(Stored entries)
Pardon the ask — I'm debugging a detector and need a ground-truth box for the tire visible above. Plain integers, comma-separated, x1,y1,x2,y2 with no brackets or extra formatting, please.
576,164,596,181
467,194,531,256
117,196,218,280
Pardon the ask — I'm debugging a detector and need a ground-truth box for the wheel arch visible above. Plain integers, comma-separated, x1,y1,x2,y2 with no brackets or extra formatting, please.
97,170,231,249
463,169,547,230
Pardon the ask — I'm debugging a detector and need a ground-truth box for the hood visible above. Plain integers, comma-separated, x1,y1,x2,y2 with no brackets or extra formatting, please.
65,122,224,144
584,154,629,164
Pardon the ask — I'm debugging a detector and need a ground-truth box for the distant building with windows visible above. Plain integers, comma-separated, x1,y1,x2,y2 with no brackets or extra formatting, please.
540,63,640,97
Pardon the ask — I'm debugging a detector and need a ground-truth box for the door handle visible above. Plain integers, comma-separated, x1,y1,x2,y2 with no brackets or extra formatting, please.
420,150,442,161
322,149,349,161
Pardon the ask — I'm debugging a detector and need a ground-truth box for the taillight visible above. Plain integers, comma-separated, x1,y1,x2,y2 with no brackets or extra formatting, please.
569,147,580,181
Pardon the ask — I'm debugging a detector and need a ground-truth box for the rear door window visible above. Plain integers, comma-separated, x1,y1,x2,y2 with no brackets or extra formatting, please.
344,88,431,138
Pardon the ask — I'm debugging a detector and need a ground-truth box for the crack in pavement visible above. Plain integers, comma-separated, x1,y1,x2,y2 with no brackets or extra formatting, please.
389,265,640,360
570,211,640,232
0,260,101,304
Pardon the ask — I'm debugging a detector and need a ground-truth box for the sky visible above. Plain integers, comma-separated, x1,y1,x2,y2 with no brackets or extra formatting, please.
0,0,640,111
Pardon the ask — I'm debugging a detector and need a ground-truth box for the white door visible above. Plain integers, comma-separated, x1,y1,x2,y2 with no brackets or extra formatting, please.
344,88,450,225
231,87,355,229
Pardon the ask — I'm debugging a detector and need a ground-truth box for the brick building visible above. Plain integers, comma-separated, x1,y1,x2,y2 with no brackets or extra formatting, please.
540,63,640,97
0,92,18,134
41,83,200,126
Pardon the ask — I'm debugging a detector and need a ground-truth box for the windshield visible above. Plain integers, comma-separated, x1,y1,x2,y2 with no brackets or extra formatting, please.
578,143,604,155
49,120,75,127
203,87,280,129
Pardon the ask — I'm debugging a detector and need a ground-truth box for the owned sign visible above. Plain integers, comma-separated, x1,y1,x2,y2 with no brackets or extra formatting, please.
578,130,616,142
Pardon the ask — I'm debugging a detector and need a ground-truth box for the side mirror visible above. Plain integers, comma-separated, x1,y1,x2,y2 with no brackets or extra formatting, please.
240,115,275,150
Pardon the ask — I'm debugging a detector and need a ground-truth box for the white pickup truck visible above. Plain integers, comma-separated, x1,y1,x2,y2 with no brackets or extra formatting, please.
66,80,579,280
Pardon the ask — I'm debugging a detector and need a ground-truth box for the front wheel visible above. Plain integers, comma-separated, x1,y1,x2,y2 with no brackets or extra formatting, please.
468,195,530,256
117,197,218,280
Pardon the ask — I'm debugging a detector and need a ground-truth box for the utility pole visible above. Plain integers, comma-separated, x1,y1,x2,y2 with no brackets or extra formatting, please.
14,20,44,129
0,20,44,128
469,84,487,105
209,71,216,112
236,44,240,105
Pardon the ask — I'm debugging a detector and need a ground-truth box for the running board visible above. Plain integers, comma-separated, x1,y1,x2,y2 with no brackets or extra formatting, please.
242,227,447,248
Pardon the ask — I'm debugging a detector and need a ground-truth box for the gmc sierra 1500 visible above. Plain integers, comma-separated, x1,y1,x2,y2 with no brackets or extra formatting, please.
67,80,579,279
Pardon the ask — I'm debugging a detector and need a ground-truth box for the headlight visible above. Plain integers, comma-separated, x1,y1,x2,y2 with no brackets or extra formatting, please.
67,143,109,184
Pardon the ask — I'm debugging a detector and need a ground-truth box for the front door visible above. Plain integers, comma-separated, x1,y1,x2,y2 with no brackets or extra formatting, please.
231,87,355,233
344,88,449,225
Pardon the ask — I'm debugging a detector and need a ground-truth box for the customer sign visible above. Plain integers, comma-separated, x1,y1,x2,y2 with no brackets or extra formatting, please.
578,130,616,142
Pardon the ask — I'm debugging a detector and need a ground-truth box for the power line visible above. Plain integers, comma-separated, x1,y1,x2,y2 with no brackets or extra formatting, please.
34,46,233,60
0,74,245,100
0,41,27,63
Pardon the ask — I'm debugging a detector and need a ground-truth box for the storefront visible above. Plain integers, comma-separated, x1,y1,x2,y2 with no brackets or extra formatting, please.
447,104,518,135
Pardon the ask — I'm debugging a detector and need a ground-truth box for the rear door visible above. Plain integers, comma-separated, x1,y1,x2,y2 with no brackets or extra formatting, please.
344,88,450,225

* Problem details *
Reproduce every row above verbatim, with no changes.

* Response to this task *
Pardon the ask — I'm debugging a detector and need a ground-truth box for the tire visible above. Plain integers, comma-separated, x1,y1,x2,y2 with no brackets or extra formatting, please.
576,164,596,181
467,194,531,256
117,196,218,280
Pardon the ask — I'm debugging a detector and need a ground-truth box for the wheel arch visible above. Plain integers, comma-separated, x1,y1,x2,y2 with no brackets or extra formatting, please.
97,170,231,249
463,169,547,230
Pardon the ask — I'm debugging a detector and need a ground-truth box for the hood visible above. Plain integers, comma-separated, x1,y1,x2,y2 with no brackets or extra formatting, please.
65,122,224,144
584,154,629,164
Pardon the ask — I'm debugging a detector and need a ground-truth box for the distant building with windows visible above. Plain integers, comma-separated, x1,y1,x2,y2 with no brackets or extra formatting, please.
540,63,640,97
Pardon the ask — I'm debugging a detector and need a ground-truth box for the door handle visible above. Plain integers, comma-separated, x1,y1,x2,y2 with no brackets or extra formatting, please.
420,150,442,161
322,149,349,161
Pardon the ask — I'm debugging a detector and need a ground-truth box for the taillight visible above. Plain integers, comma-separated, x1,y1,x2,y2 with no brackets or extra formatting, please.
569,147,580,181
Pardon the ask — I'm debugging a detector and need a ground-truth box for the rear door window visible above. Plain integers, comma-separated, x1,y1,x2,y2 with no brackets or extra formatting, please.
344,88,431,138
Pardon the ask — I'm debugging a detector and need a ground-truth box for the crack in pavement visible above. Plain integers, comma-separated, x1,y1,x2,y2 with no brackets or extra formatting, please.
389,265,640,360
570,211,640,232
0,260,101,304
Pardon the ask — I'm debugging a detector and need a ground-truth box for the sky visible above. Plain integers, comma-separated, x1,y1,x2,y2 with no brackets or extra formatting, please.
0,0,640,111
Pardon the ask — I'm debugging a detector and need a ground-truth box for the white door visible above. Plain integers, comma-separated, x1,y1,x2,y2 with no brackets or extra formatting, please.
344,88,450,225
231,87,355,229
Pardon the ask — I'm debugging a detector and need a ground-truth box for the brick building visible above. Plain integers, comma-separated, x1,y1,x2,y2 with no brackets or extra formatting, please.
540,63,640,97
0,92,18,134
41,83,200,126
Pardon the ask — I'm debugging a detector and need a ground-truth box for the windshield visible above. Plain integers, comma-separated, x1,y1,x2,y2 with no brackets or extra formatting, please.
578,143,604,155
49,120,75,127
203,87,280,129
Pardon the ask — I'm debugging a detector and need a ground-truth box for the owned sign visible above. Plain integers, comma-separated, x1,y1,x2,y2 with no brackets or extra formatting, please.
578,130,616,142
Pardon the ask — I'm debugging a detector and need a ground-truth box for the side mirror visible above. Plain integers, comma-separated, x1,y1,x2,y2 with no brackets or extra formatting, please.
240,115,275,150
Pardon the ask — I'm debugging a detector and need a ground-truth box for the white pickup truck visible above. Plain integers, comma-separated, x1,y1,x2,y2 with no brackets or extra formatting, please.
66,80,579,280
Pardon the ask — I'm debugging a detector and need a ground-truth box for the front wheel visible above. Plain integers, comma-separated, x1,y1,x2,y2 with no brackets or extra formatting, please.
468,195,530,256
117,197,218,280
Pardon the ask — I'm debugging a detector and need a ground-truth box for the utility pole visible above. Plain integers, comma-separated, x1,y1,x2,y2 with no brackets or extra formatting, please.
14,20,44,129
0,20,44,128
469,84,487,105
209,71,216,112
236,44,240,105
Pardon the ask — I'm debugging a detector and need a ground-truth box for the running board visible above. Plain integers, comma-separated, x1,y1,x2,y2 with no brackets or extra formatting, please.
242,227,447,248
Pardon the ask — I'm debugging a detector and need a ground-truth box for the gmc sierra 1500 visible above. Plain integers, comma-separated, x1,y1,x2,y2 with no brackets or extra formatting, please.
67,80,579,279
Pardon the ask — I'm debugging a detector and need a ground-truth box for the headlight visible above. Plain integers, comma-separated, x1,y1,x2,y2 with no brackets or extra formatting, please.
67,143,109,184
Pardon the ask — I'm debugging a detector and need a ground-truth box for the front door visible above. Plain integers, comma-separated, x1,y1,x2,y2 with no brackets or extra formatting, please.
231,87,355,233
344,88,449,225
Pardon the ask — I'm debugging a detector and need a ground-truth box for the customer sign visible above. Plain integers, comma-separated, x1,y1,x2,y2 with no brackets or extra formatting, please.
578,130,616,142
Pardon the ask — I'm debugging a detector and need a ground-truth box for the power line visible above. Plain integers, comma-separated, x1,y1,x2,y2 with no brackets or extra formatting, please.
34,46,233,60
0,74,245,100
0,41,27,63
Pardon the ask — I'm debugging a detector and need a ground-truth box for the storefront visible above. Plain integers, comma-separated, x1,y1,x2,y2 with no brackets or extra formatting, please.
447,104,518,135
Pardon the ask — I'm debugging a detector and need a ground-truth box for the rear door visible above. Plain integers, comma-separated, x1,y1,x2,y2 with no brackets or extra formatting, please.
344,88,450,225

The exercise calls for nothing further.